AUFGABE 1:
Wie viele Sanktionen wurden laut dem folgenden Auszug im Jahr 2018 ausgesprochen?

AUSZUG:
++++

Im Jahr 2018 wurden 904.000 Sanktionen ausgesprochen, sie betrafen 8,5 Prozent aller erwerbslosen Hartz IV-Empfängerinnen und -empfänger. Laut Detlef Scheele, dem Vorstandsvorsitzenden der Bundesagentur für Arbeit, sind pro Monat nur drei Prozent des Agenturklientels betroffen, 97 Prozent verhielten sich völlig regelkonform. Viele der Sanktionierten erhalten pro Jahr mehrmals Kürzungen. So erklärt sich, dass es einerseits viele Sanktionen, andererseits aber vergleichsweise wenig Betroffene gibt. Hinter den Mehrfachsanktionen stehen oft Menschen mit Problemen, etwa Suchtkrankheiten oder Depression. Die meisten, in der Regel mit einer 10-prozentigen Kürzung belegten, Sanktionen gab es wegen Meldeversäumnissen, also wenn zum Beispiel jemand nicht zu einem Termin beim Jobcenter erscheint. 77 Prozent bzw. etwa 696.000 Fälle, nicht Personen, waren davon betroffen, 8,6 Prozent der 904.000 haben sich geweigert, Pflichten aus der Eingliederungsvereinbarung zu erfüllen und 10,5 Prozent haben sich geweigert, eine angebotene Arbeitsstelle anzunehmen. 7.000 Menschen wurden zu 100 Prozent sanktioniert. Setzt man die 7.000 ins Verhältnis zu den 45 Millionen, die in Deutschland einer Erwerbstätigkeit nachgehen, oder zu den 4,14 Millionen Hartz IV-Empfängerinnen und -empfängern im Jahr 2018, dann ist das eine verschwindend kleine Gruppe, die sich offensichtlich zu großen Teilen gänzlich verweigert. Für diese Gruppe wird ein enormer bürokratischer Aufwand betrieben und faktisch – was für ein paradoxes Menschenbild! – werden diese Menschen aus dem System exkludiert, obgleich die Aufgabe ja in der Integration der Arbeitslosen besteht. Exklusion führt zu erheblichen gesellschaftlichen Folgeproblemen und -kosten. Lohnt sich da der ganze Sanktionsaufwand überhaupt, könnte man fragen, zumal es ja auch eine hohe Quote von erfolgreichen Widersprüchen und Klagen gegen Bescheide gibt und die Forschungslage in Bezug auf eine nachgewiesene Wirkung von Sanktionen ziemlich dünn ist, wie das Bundesverfassungsgericht moniert.

++++

BEREITGESTELLTE DATENSÄTZE:
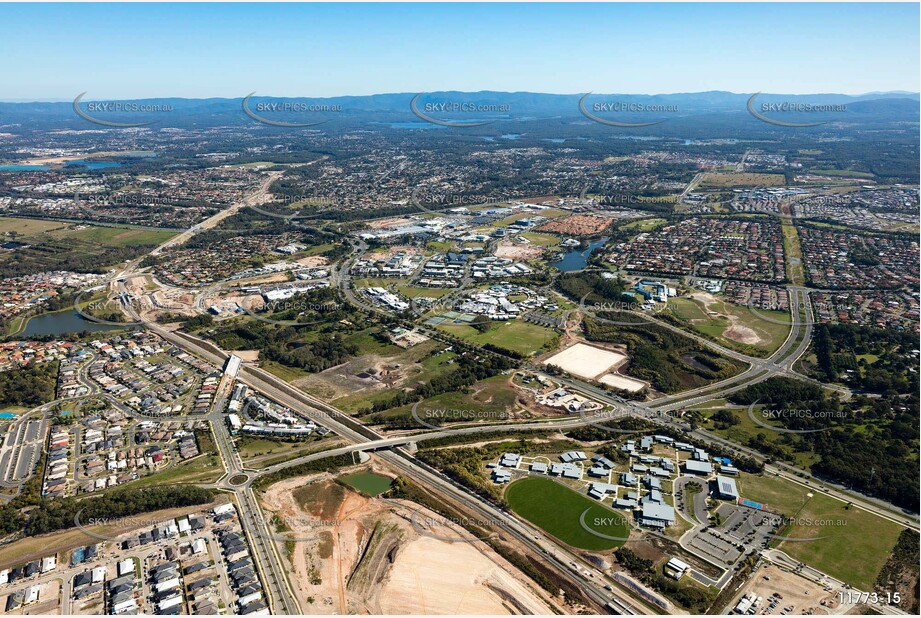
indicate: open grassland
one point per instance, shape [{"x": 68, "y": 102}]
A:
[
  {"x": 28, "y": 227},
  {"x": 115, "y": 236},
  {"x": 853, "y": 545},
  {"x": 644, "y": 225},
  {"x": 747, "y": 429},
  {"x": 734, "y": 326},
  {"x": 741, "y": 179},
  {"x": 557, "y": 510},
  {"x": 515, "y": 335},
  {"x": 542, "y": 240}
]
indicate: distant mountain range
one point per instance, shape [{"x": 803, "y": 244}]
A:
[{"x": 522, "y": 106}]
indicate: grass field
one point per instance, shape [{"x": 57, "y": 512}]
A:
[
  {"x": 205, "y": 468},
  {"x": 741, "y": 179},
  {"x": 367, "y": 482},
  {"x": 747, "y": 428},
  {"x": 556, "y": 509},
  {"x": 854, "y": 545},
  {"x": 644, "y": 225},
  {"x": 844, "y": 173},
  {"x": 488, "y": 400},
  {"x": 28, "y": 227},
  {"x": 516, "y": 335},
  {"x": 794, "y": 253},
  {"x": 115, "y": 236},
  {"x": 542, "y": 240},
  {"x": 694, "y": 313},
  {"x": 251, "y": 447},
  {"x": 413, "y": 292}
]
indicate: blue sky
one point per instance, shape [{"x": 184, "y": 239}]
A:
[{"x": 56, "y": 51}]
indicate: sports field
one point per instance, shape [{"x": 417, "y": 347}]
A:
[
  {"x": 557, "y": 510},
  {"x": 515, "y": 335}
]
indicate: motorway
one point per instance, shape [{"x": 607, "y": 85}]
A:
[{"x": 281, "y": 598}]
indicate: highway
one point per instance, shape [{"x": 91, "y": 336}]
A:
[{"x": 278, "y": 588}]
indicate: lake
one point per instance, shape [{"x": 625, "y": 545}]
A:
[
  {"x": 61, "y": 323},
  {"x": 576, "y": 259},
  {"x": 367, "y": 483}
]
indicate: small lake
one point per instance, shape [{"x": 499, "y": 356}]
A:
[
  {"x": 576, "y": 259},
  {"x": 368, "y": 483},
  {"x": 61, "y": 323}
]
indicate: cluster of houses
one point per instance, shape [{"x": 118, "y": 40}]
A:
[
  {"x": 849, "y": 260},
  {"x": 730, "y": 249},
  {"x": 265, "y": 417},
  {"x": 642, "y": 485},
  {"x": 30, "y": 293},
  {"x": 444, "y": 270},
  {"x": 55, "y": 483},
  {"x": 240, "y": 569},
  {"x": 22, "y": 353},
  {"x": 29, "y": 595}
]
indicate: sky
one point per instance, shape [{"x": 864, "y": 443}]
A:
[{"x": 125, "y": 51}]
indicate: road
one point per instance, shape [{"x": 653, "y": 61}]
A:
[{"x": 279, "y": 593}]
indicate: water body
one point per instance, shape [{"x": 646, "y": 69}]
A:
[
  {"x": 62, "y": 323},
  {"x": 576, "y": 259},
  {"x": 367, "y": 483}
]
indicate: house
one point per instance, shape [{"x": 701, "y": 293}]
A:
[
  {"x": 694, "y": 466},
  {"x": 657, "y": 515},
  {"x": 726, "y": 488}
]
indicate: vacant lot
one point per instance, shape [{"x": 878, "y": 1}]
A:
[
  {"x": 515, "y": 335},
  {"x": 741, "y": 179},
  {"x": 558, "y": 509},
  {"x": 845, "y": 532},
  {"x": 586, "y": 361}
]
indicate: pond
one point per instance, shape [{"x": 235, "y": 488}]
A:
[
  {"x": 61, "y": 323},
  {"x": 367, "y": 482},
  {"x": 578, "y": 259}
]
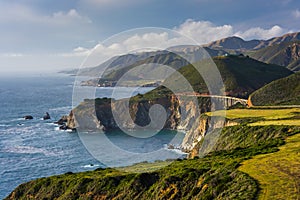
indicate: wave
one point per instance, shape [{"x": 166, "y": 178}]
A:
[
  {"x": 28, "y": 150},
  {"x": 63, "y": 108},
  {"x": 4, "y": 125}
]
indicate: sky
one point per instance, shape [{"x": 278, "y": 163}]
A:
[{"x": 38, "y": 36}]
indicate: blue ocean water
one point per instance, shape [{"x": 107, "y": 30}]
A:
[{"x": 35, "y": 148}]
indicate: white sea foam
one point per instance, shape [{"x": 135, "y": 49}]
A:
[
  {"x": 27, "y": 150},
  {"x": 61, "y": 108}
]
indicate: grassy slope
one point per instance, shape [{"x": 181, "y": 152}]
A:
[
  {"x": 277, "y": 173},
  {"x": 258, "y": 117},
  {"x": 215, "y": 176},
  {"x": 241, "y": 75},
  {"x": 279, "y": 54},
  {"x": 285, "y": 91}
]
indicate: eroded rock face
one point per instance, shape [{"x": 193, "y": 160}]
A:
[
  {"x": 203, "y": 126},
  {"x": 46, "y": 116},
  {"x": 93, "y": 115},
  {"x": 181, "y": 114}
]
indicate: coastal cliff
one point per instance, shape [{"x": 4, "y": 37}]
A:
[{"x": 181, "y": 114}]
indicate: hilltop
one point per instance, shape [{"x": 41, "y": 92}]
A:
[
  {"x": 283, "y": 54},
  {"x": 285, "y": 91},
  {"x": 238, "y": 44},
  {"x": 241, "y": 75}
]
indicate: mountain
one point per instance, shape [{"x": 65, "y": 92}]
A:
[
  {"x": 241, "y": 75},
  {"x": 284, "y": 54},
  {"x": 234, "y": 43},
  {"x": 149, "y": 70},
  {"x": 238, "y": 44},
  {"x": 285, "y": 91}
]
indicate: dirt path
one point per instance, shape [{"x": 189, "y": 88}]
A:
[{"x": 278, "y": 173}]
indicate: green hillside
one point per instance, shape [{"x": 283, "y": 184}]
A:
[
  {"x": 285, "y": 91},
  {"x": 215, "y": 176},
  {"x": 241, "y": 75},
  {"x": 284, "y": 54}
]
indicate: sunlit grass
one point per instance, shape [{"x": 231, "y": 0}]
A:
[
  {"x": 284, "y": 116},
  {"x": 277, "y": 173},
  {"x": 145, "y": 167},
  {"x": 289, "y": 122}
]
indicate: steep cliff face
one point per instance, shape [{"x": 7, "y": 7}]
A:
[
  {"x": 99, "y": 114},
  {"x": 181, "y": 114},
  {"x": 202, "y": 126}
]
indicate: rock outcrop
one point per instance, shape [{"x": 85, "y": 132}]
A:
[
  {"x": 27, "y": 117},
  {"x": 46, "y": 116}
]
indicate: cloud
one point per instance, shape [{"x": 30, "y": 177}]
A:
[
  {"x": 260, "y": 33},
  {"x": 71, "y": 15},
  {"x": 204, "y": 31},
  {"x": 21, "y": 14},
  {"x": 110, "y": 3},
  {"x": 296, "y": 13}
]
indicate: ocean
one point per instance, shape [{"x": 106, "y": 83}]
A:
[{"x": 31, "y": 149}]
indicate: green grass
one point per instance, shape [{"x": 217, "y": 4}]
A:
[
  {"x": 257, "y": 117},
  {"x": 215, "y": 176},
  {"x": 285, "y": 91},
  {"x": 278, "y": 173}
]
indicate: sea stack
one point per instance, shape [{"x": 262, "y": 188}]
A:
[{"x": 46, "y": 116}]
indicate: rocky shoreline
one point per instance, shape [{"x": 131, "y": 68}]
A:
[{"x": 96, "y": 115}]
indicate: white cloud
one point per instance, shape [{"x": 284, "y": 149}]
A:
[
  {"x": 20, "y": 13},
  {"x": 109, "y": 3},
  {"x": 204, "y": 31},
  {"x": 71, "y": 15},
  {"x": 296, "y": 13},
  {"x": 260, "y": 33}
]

++++

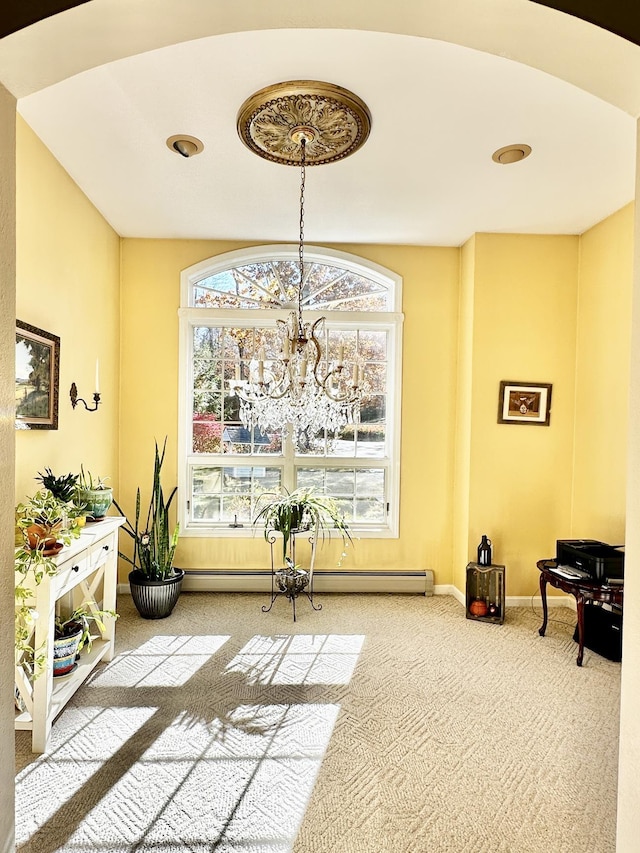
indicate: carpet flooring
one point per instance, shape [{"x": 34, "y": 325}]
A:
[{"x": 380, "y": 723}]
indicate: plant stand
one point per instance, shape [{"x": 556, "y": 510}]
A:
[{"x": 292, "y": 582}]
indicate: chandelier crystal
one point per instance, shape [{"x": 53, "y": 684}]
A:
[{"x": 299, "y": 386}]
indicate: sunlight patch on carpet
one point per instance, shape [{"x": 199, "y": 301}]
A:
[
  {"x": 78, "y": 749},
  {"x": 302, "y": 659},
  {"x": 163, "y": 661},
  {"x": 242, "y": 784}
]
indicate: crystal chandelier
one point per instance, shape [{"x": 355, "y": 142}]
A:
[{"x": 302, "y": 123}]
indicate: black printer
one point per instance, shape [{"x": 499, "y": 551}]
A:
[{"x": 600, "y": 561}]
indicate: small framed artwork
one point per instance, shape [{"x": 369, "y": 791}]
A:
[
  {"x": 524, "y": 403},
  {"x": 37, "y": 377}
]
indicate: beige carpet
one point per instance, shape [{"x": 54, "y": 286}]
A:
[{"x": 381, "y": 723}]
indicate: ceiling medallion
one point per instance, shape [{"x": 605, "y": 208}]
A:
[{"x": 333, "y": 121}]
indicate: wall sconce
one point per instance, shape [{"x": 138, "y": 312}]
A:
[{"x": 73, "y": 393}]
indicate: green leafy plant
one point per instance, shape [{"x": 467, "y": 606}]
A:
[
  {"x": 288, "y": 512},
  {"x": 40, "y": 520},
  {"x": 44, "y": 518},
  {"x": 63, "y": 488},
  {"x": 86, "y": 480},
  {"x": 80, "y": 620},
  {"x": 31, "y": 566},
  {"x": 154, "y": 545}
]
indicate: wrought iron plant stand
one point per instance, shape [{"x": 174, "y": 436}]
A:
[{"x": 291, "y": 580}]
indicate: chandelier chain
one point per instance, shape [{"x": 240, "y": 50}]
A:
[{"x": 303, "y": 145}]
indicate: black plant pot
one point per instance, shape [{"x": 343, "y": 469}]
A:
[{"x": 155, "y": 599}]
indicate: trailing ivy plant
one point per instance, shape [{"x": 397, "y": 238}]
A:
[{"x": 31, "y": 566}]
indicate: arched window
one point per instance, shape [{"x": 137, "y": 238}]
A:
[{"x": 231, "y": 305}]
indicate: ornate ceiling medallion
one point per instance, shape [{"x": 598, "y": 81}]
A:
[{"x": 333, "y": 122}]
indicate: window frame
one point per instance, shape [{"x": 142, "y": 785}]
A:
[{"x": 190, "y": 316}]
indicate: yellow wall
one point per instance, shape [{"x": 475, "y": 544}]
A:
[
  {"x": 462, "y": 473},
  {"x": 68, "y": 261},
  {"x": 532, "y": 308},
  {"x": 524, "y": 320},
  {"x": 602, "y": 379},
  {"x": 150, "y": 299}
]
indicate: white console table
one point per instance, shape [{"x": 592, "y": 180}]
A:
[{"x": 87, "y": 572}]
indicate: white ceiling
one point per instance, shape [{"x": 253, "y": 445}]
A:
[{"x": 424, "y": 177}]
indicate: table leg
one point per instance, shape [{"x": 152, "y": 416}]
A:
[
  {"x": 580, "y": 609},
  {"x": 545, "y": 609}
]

++++

AUFGABE 2:
Suche bitte aus den Datensätzen oben jede Zeile heraus, die das Wort „plant“ enthält, und gib diese Zeilen wieder. Groß- und Kleinschreibung ist dabei zu beachten.

ERGEBNIS 1:
904.000

ERGEBNIS 2:
indicate: plant stand
indicate: green leafy plant
indicate: wrought iron plant stand
indicate: black plant pot
indicate: trailing ivy plant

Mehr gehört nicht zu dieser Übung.